• **Goal of the exercise**
Reproduce the listing word for word, starting at the line that contains "the rear view" and ending at the close of the listing. Leave the pictures out of your answer.

[Point placement listing]
□ □ □ □ □ □ □

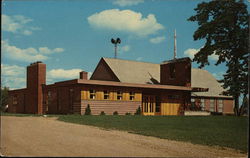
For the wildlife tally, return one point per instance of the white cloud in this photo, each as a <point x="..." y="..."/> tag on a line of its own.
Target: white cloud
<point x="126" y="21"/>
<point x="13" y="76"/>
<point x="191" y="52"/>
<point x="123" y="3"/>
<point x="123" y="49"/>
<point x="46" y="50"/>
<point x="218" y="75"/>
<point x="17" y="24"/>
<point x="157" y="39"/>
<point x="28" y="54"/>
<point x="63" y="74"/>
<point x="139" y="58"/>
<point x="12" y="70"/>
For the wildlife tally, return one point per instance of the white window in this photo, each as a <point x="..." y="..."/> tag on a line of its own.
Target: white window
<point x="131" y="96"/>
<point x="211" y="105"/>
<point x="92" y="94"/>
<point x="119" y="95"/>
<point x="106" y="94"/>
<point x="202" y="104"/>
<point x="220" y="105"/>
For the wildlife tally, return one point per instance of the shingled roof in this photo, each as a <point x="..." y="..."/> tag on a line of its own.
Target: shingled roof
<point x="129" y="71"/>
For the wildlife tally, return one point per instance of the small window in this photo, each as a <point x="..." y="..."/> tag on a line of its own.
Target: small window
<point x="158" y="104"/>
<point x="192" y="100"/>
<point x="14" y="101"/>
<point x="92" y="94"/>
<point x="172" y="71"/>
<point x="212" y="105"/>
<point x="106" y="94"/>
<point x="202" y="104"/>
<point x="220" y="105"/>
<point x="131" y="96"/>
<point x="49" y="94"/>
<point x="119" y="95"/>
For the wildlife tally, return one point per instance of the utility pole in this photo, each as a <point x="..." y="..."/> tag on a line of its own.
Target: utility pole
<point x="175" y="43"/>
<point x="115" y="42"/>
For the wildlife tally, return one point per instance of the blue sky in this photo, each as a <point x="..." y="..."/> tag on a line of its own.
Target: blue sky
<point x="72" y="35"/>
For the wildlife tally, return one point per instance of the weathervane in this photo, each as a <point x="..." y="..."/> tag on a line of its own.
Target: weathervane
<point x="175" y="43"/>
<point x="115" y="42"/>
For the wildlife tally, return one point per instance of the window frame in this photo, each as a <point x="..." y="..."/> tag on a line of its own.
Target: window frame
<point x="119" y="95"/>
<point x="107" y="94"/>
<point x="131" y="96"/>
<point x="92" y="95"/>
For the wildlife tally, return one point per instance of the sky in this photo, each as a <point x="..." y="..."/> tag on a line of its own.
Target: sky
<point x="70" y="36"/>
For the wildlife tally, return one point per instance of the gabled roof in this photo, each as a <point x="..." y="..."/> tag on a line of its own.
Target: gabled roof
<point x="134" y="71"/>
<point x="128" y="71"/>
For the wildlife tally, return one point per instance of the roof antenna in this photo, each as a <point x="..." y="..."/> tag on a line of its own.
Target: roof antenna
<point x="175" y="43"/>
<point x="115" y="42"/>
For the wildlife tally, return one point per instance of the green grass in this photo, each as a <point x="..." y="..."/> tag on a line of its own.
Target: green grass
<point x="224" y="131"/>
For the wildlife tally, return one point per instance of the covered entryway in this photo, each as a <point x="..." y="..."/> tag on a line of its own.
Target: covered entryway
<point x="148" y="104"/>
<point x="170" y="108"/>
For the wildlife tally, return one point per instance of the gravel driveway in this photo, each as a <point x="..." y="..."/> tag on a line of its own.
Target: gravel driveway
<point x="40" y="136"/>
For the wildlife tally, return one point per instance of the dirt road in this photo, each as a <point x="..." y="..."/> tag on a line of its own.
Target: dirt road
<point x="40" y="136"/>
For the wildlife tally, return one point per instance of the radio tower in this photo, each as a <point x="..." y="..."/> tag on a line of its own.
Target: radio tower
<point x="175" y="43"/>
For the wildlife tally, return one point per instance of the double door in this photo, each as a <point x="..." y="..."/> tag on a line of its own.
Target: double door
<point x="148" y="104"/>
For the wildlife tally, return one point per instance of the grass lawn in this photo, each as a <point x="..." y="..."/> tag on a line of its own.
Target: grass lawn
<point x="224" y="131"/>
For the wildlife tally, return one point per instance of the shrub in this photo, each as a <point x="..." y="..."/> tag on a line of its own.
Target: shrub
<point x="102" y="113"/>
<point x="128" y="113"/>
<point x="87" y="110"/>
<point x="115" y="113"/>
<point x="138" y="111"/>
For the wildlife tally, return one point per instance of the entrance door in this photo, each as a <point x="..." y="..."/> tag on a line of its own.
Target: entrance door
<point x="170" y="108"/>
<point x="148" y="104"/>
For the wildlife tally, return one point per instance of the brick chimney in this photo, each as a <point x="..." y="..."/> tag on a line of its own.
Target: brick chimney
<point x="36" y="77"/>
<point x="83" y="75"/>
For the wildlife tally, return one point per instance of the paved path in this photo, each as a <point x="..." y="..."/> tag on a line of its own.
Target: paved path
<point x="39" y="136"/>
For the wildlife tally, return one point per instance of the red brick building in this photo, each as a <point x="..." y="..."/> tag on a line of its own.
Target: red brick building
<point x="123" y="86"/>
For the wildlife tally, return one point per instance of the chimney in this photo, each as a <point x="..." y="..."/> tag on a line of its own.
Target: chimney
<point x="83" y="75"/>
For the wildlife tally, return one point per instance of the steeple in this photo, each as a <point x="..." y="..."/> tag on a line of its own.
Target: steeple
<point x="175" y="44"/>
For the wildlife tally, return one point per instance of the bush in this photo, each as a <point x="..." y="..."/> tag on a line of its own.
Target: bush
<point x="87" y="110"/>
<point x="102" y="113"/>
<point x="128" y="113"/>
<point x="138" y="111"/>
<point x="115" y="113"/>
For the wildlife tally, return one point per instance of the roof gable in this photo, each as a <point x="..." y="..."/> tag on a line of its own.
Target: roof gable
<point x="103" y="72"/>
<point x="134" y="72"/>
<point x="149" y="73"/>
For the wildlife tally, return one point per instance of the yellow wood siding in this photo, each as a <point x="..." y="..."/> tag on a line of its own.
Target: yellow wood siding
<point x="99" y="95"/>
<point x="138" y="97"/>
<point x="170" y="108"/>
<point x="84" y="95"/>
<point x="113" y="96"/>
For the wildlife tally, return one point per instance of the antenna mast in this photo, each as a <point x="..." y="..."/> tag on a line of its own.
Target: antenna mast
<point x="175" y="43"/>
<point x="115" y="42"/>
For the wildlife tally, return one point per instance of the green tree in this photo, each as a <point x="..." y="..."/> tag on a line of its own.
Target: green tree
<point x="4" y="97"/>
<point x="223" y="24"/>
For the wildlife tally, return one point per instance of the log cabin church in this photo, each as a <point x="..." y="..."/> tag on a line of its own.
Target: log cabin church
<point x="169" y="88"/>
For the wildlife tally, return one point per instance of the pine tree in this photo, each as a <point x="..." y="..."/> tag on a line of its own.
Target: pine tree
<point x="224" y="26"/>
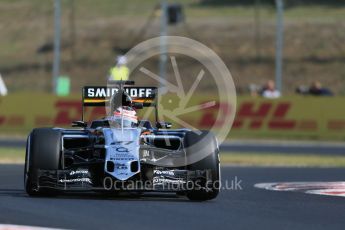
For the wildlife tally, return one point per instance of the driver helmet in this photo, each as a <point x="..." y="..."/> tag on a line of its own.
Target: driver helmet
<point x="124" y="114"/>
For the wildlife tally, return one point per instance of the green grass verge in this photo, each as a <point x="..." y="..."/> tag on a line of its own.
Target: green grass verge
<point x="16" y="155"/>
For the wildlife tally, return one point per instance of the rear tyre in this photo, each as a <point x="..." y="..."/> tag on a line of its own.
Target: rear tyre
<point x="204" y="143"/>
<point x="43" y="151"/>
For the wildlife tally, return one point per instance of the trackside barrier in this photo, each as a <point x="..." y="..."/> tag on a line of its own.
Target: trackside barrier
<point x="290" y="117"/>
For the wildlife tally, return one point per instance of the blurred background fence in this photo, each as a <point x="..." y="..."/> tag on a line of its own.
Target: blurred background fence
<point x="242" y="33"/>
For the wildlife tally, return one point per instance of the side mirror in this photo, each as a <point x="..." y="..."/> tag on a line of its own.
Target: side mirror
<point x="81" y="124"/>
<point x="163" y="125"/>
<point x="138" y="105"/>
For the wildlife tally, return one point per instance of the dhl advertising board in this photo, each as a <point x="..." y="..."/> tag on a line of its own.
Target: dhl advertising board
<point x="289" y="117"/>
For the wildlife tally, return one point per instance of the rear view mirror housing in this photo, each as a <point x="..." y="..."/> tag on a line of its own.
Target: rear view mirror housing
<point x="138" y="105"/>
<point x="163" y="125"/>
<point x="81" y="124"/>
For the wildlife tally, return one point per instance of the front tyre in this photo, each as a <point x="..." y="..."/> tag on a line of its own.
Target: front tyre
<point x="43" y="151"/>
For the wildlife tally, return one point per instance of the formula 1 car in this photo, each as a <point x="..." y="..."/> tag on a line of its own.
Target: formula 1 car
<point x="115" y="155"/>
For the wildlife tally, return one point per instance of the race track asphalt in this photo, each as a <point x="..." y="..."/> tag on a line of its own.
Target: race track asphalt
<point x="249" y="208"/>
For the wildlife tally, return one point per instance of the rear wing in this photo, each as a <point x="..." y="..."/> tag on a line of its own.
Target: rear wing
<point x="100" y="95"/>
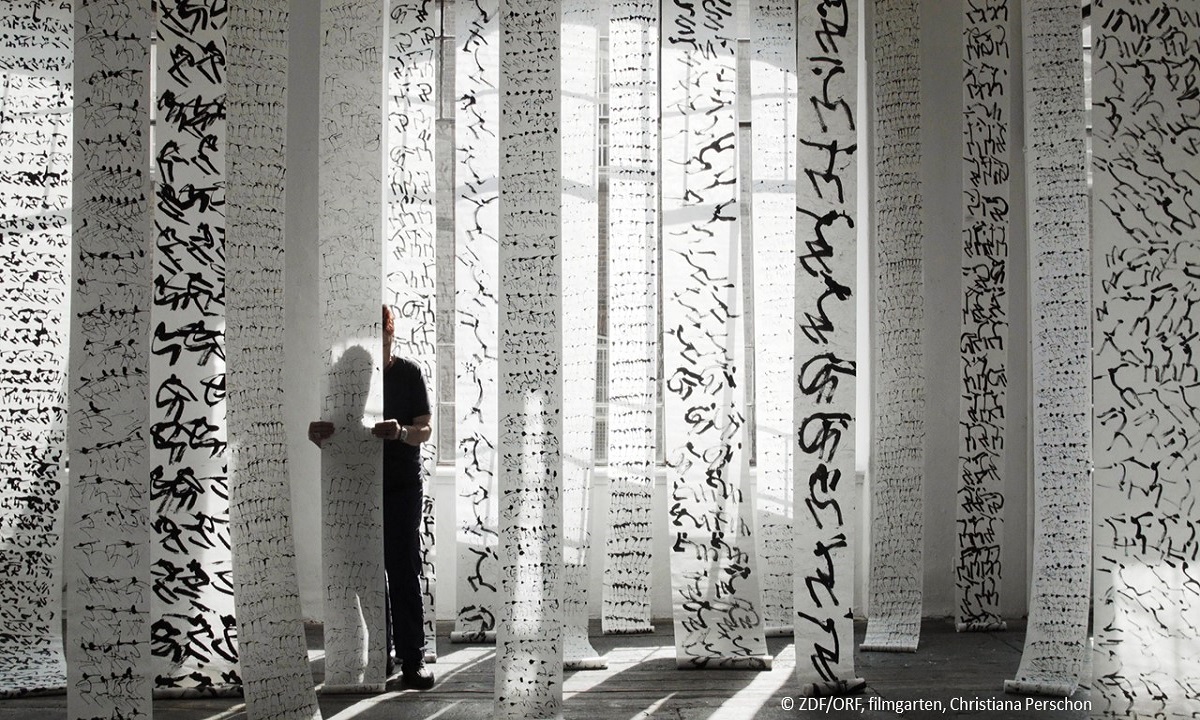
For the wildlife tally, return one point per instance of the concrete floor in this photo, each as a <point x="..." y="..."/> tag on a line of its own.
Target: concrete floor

□ □ □ □ □ □ □

• **Solution for this problem**
For the wildlife tally, return one point per instance of the rear view mirror housing in this photo, each as a <point x="..." y="..."/> tag on a line of its own.
Target: rear view mirror housing
<point x="138" y="105"/>
<point x="163" y="125"/>
<point x="81" y="124"/>
For the wildlife tally, return one point per instance of the front tyre in this photo, each as a <point x="..." y="..."/> tag on a line of its own.
Target: front tyre
<point x="43" y="151"/>
For the wildlife tally, return one point per instance of the formula 1 car in this photo, each as a <point x="..." y="..."/> tag on a line of its own.
Target: formula 1 car
<point x="115" y="155"/>
For the wildlife tally, return one point per instance of the race track asphalt in this photo, each as a <point x="..." y="..."/> tag on a line of its own.
Target: race track asphalt
<point x="249" y="208"/>
For the wildlife tally, return one point per instance of the rear wing in this photo, each as a <point x="..." y="..."/> tag on a line of its own.
Target: rear wing
<point x="100" y="95"/>
For the wildlife tally, return one point per instance of the concrete floor in this photo, each as a <point x="..." y="..."/> tag on a line of its own.
Target: concrete floor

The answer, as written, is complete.